── Stored rows

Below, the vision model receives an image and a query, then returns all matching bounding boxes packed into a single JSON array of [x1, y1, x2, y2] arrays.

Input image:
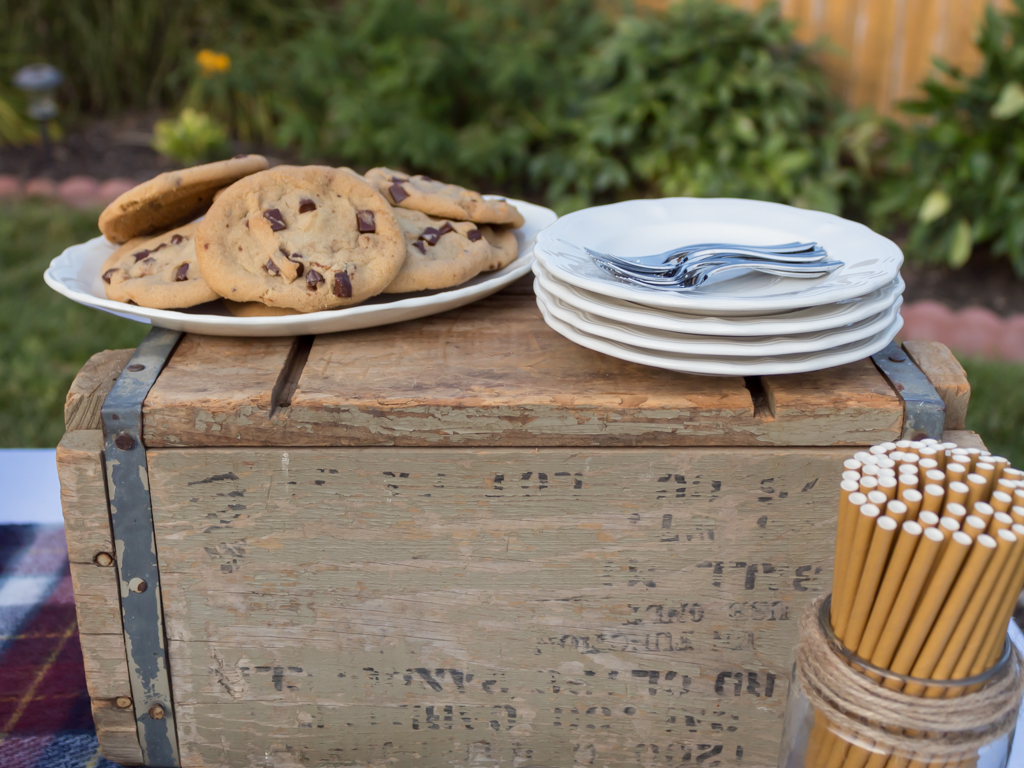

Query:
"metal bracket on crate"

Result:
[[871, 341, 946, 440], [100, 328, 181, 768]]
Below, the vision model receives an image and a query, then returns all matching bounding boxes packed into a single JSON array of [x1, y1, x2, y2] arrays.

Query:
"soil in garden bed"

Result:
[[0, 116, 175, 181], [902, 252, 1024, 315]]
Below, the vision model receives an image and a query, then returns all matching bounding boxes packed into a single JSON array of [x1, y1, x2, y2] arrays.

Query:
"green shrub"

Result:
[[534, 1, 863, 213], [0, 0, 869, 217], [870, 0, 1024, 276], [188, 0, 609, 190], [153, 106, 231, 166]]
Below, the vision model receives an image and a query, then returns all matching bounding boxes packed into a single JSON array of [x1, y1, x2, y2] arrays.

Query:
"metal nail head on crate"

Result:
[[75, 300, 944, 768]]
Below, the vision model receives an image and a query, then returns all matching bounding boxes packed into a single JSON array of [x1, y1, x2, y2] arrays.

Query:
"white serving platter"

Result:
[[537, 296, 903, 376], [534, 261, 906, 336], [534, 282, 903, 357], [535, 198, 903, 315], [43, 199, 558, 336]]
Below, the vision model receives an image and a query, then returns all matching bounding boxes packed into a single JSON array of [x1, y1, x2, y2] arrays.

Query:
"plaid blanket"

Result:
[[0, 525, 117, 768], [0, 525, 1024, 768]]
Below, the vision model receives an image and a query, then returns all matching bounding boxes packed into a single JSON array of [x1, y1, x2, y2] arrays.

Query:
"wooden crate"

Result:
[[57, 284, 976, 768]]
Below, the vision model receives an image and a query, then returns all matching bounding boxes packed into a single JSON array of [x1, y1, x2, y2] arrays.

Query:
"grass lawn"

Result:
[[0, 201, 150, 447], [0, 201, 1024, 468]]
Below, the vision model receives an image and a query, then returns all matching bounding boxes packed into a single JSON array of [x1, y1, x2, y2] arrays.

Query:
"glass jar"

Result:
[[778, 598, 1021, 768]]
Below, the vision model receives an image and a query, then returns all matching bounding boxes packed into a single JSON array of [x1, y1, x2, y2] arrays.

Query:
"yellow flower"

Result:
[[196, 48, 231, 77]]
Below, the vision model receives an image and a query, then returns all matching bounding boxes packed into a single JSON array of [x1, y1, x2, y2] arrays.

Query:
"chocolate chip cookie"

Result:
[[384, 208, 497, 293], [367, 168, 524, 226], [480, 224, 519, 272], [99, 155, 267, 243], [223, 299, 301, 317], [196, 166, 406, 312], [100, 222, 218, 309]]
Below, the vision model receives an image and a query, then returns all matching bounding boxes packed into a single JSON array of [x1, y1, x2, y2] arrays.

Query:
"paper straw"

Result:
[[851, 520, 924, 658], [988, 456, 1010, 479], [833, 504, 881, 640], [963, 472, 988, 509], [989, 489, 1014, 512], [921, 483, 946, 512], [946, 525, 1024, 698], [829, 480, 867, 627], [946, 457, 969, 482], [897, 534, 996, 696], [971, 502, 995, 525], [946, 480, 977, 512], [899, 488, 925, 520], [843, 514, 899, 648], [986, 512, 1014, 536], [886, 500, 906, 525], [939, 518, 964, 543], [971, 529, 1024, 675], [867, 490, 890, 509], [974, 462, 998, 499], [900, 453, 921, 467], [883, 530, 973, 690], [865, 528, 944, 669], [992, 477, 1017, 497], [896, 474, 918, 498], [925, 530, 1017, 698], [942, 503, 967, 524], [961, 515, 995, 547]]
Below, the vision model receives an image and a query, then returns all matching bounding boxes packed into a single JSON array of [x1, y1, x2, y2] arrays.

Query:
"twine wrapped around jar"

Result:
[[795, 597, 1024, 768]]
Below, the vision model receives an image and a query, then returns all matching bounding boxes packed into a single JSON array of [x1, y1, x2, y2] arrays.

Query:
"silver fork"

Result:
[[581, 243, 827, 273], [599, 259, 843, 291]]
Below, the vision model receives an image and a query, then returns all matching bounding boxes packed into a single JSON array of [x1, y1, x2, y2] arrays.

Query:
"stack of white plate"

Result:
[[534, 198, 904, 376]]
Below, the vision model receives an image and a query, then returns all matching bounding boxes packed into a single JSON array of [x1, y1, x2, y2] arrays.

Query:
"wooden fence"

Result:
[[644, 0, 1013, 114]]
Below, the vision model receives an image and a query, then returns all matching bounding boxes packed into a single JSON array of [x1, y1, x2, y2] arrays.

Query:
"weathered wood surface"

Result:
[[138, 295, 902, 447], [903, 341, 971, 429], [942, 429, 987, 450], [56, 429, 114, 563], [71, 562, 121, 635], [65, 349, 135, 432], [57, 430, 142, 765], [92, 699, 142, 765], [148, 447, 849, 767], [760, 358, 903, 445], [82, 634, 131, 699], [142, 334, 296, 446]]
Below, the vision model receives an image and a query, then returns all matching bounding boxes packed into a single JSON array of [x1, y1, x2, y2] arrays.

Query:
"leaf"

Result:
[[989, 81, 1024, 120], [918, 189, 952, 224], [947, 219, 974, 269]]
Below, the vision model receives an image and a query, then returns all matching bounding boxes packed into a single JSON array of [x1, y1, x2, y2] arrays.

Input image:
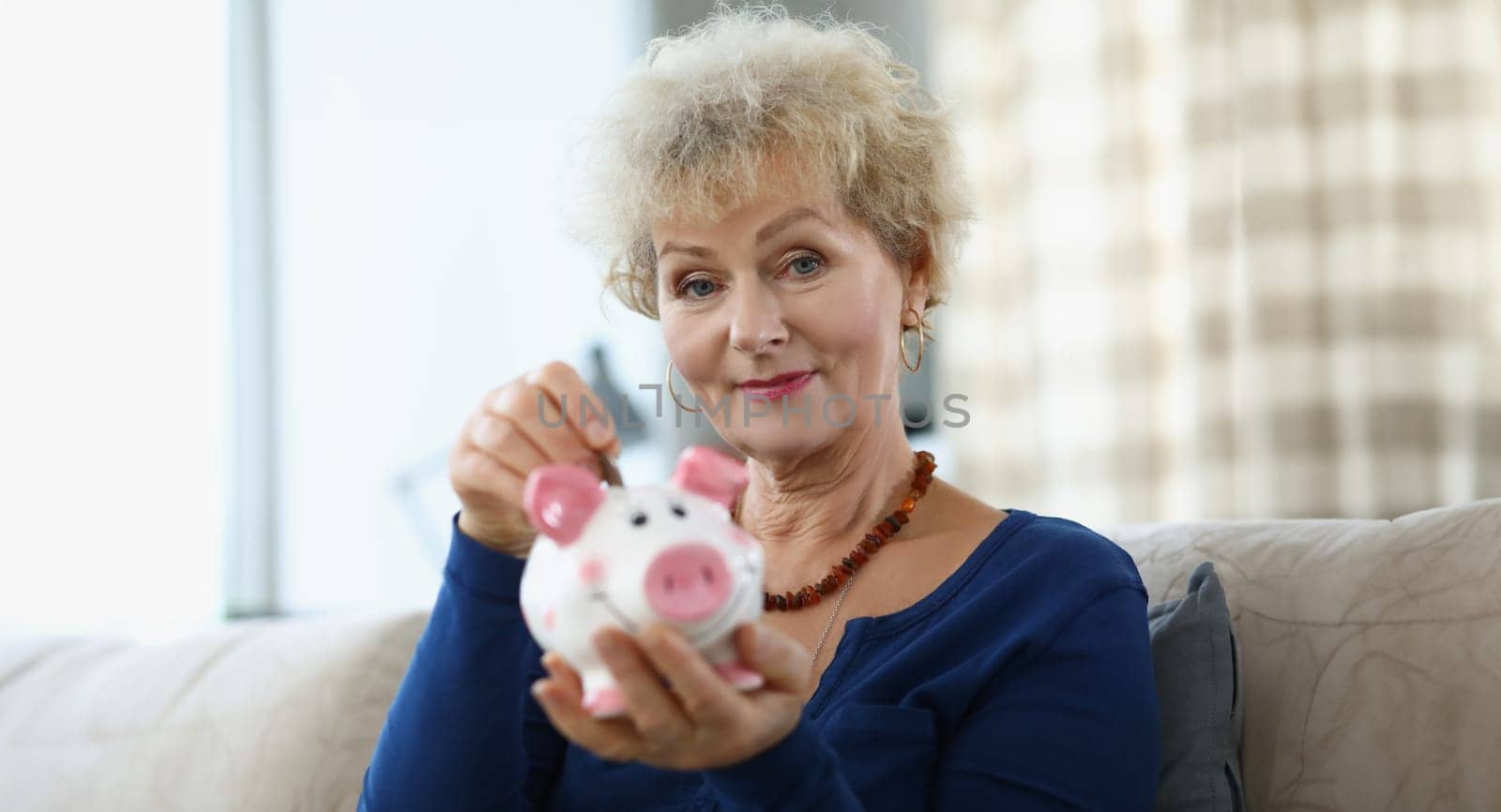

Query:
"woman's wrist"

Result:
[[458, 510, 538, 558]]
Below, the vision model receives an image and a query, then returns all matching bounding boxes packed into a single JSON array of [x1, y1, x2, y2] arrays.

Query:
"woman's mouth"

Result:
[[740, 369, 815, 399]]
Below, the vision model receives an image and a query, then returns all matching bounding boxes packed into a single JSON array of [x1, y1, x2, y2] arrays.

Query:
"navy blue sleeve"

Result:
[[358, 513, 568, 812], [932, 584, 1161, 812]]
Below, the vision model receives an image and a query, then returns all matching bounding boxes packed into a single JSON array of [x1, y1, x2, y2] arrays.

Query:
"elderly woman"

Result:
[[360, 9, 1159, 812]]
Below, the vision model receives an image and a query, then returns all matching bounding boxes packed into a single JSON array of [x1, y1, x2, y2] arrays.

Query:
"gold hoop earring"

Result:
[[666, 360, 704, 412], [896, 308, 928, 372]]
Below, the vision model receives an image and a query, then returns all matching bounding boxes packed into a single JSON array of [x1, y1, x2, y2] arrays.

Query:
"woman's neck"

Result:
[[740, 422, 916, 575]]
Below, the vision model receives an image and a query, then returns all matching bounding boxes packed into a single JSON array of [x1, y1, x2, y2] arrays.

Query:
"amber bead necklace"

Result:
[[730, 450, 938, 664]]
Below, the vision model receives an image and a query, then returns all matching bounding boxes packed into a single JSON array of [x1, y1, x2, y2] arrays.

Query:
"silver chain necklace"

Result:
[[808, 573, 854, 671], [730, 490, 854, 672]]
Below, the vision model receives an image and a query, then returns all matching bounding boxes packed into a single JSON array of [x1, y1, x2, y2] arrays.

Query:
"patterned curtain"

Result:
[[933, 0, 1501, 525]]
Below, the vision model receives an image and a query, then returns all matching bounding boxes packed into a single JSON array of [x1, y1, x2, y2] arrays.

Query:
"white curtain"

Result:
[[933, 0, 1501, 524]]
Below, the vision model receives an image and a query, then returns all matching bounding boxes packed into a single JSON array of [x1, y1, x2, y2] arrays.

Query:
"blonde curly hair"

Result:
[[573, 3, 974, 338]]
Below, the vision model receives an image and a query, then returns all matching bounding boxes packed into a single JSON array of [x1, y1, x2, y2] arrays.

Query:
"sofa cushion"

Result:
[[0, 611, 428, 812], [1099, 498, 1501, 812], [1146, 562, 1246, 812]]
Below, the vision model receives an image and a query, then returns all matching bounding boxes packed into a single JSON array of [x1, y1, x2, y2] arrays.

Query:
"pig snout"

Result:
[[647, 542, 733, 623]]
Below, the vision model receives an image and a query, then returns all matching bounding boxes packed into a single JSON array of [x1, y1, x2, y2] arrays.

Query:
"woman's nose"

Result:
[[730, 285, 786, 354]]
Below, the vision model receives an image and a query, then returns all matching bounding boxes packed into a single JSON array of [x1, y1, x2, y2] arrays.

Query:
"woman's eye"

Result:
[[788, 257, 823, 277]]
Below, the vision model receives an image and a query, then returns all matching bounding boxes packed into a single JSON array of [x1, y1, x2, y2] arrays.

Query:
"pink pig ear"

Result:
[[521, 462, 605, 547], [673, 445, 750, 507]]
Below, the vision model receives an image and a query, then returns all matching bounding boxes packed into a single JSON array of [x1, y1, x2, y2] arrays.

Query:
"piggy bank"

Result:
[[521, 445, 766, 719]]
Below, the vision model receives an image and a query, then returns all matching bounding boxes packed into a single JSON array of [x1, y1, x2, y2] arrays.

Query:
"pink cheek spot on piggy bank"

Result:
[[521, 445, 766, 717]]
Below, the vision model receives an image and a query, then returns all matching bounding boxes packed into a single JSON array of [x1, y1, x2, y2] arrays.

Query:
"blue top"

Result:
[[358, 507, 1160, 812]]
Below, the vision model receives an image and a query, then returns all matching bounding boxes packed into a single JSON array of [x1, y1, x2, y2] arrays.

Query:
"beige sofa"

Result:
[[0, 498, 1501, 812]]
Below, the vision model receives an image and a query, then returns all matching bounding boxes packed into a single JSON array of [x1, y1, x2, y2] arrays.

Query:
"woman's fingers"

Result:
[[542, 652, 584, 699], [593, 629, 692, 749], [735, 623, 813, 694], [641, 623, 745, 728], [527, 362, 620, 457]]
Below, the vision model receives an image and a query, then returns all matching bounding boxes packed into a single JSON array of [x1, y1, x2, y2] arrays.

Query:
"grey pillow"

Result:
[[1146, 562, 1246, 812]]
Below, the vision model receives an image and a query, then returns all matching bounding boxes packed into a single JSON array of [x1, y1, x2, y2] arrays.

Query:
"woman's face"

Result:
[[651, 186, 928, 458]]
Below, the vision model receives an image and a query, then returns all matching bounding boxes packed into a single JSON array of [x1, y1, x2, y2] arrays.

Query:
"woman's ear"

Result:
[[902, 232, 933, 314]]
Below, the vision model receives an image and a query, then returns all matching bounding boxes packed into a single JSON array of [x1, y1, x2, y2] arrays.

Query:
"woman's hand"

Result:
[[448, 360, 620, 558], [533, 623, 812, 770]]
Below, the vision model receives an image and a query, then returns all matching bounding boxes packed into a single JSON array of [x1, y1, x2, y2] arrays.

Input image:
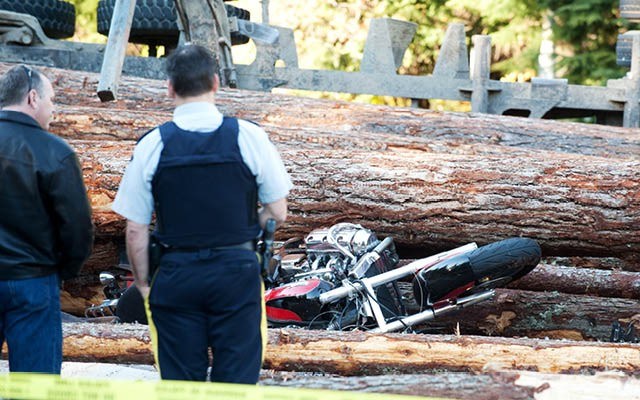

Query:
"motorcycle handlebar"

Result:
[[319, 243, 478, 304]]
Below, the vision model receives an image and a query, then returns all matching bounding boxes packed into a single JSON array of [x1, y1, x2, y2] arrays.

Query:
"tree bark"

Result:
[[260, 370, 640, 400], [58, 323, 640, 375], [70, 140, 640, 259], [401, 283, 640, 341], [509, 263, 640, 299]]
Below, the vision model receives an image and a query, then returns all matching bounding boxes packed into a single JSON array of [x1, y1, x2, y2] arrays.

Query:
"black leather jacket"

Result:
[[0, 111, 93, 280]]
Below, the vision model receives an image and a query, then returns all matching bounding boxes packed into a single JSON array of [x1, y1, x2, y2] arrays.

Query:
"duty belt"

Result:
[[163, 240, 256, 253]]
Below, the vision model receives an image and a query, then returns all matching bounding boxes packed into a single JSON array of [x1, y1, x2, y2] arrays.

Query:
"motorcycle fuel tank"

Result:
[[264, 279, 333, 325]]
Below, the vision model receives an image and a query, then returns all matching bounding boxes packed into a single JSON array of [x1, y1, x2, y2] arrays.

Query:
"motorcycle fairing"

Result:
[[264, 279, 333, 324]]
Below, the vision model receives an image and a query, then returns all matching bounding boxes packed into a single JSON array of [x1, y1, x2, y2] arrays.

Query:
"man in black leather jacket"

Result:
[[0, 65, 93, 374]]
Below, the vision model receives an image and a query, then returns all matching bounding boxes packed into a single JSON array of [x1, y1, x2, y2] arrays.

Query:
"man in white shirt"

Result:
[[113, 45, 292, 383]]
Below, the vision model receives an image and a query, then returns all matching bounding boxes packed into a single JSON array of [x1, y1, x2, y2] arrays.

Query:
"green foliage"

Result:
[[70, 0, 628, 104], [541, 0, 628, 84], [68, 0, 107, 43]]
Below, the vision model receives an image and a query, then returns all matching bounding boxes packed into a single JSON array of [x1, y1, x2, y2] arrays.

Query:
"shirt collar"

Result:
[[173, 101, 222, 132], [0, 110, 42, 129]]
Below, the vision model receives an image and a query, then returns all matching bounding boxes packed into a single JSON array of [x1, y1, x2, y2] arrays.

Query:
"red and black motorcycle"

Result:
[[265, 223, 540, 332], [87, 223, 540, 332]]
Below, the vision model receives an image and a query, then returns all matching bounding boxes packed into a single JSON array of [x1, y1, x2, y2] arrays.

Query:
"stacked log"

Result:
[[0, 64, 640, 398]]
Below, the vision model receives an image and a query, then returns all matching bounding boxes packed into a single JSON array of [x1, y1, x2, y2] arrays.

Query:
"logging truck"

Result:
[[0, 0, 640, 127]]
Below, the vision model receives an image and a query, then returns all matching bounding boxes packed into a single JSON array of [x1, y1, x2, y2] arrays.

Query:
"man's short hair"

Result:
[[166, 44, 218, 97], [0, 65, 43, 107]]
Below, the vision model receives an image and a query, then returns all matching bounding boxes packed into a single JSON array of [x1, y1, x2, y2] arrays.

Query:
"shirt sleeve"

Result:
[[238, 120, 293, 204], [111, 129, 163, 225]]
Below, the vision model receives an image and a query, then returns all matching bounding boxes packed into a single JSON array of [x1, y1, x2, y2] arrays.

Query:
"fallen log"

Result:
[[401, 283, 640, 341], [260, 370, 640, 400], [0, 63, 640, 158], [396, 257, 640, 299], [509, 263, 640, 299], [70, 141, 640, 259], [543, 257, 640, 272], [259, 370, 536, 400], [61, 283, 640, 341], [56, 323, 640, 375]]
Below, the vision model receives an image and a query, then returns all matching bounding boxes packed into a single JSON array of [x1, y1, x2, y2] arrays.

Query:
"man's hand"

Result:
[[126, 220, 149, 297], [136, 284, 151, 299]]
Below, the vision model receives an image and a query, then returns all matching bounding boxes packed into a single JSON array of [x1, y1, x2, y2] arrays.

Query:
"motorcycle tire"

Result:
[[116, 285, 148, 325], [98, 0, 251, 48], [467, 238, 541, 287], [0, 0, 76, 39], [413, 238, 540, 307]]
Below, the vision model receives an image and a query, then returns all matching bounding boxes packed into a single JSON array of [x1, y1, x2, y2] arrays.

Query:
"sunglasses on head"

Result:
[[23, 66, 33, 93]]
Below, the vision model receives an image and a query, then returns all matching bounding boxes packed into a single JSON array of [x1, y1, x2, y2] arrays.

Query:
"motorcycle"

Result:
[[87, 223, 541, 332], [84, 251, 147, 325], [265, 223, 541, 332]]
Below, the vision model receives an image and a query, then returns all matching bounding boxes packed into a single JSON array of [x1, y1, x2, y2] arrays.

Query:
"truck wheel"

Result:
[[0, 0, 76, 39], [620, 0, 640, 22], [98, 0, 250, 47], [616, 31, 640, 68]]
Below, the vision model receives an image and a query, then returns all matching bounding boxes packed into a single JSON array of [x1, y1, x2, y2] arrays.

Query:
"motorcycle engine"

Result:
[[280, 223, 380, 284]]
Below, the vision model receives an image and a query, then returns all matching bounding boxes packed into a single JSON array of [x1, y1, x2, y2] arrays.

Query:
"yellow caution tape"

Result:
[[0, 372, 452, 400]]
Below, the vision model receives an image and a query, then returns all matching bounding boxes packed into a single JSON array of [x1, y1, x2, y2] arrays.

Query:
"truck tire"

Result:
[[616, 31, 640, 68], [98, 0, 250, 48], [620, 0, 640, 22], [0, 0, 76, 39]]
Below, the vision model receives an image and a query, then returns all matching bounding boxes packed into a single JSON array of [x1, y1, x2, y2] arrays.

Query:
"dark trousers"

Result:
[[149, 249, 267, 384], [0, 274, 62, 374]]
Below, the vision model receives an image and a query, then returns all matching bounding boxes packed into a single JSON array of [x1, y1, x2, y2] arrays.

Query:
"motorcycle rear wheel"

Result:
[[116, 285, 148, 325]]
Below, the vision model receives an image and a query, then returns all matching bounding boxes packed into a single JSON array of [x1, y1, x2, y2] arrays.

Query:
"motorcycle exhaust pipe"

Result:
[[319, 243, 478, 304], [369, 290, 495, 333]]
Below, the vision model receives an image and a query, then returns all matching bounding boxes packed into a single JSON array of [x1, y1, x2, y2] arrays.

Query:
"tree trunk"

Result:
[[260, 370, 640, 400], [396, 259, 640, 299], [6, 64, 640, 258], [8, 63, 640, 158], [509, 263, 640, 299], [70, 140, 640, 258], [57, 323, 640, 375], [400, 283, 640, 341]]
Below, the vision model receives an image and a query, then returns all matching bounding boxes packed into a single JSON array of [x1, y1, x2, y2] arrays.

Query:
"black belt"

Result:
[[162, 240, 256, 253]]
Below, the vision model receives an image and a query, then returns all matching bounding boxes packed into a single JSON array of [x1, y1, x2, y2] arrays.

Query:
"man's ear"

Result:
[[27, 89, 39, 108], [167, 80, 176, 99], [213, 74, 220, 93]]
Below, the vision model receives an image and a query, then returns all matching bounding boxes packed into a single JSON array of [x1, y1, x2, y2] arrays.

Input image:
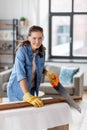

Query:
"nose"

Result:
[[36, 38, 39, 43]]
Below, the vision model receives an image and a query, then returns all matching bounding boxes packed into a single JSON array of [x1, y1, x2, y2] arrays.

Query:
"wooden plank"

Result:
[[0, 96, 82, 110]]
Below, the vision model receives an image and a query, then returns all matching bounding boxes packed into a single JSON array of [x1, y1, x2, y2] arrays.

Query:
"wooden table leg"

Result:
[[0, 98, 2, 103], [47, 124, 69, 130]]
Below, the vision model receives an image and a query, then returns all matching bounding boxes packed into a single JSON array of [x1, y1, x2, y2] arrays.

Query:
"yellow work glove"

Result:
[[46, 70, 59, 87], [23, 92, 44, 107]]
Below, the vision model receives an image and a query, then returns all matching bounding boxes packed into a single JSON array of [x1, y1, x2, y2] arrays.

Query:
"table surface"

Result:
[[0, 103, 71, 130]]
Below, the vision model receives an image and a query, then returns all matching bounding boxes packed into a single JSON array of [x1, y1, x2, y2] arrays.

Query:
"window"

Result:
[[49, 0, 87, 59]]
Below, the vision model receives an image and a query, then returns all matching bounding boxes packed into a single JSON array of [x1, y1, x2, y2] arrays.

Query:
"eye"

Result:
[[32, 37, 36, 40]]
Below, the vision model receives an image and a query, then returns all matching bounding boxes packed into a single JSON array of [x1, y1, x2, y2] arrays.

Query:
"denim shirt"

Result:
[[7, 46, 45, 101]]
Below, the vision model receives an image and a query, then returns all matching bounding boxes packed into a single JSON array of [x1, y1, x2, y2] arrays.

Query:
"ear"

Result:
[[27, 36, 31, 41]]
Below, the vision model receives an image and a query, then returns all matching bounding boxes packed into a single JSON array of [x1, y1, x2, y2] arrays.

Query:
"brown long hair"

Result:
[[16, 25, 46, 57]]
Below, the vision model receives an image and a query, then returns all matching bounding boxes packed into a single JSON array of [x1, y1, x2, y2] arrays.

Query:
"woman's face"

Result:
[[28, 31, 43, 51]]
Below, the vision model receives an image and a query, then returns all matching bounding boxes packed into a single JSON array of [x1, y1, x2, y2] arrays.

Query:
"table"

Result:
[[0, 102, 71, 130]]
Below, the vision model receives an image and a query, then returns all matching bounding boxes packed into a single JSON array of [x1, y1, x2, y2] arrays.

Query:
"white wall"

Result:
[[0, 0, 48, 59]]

────

> **Task**
Can you give the lines above as a numbered list, starting with the very first line and going on through the line with "[[57, 284, 976, 768]]", skipping blank lines and leaving out the pictures?

> **Right answer**
1. Below, the vision model receives an image and a query, then returns all matching bounding boxes packed into a single JSON array of [x1, y1, x2, y2] arrays.
2. Input image:
3. Query:
4. "metal bracket on crate"
5. Result:
6. [[871, 341, 946, 440], [100, 328, 181, 768]]
7. Below, the vision model receives an image and a query, then returns all matching bounding boxes packed into a single JSON array of [x1, y1, x2, y2] arrays.
8. Query:
9. "soil in garden bed"
10. Result:
11. [[0, 116, 175, 181], [902, 252, 1024, 315]]
12. Below, the vision model receives an image and a query, then returns all matching bounding boxes packed into a single JSON array of [x1, y1, x2, y2] arrays.
13. Query:
14. "green shrub"
15. Result:
16. [[534, 1, 863, 213], [0, 0, 869, 217], [870, 0, 1024, 276], [188, 0, 609, 190], [153, 106, 231, 166]]
17. Below, the vision model receives an image and a query, then returns all matching bounding boxes packed into a single JSON array of [x1, y1, x2, y2] arrays.
18. Query:
19. "metal nail head on crate"
20. Result:
21. [[75, 300, 944, 768]]
22. Below, the vision model receives an image and a query, then returns all matching bounding boxes packed into a single JSON array of [x1, y1, x2, y2] arrays.
23. Query:
24. "white serving platter"
25. Result:
26. [[537, 296, 903, 376], [534, 261, 906, 336], [534, 282, 903, 357], [535, 198, 903, 315], [43, 199, 558, 336]]
27. Below, the vision model receives an image and a query, then returns all matching bounding boxes packed into a single JSON array of [x1, y1, x2, y2] arrays.
28. Query:
29. "plaid blanket"
30. Result:
31. [[0, 525, 117, 768], [0, 525, 1024, 768]]
32. Below, the vision model receives an image and a query, then returns all matching bounding boxes packed into a single JSON array of [x1, y1, x2, y2] arrays.
33. Query:
34. "wooden crate"
35. Result:
36. [[57, 284, 976, 768]]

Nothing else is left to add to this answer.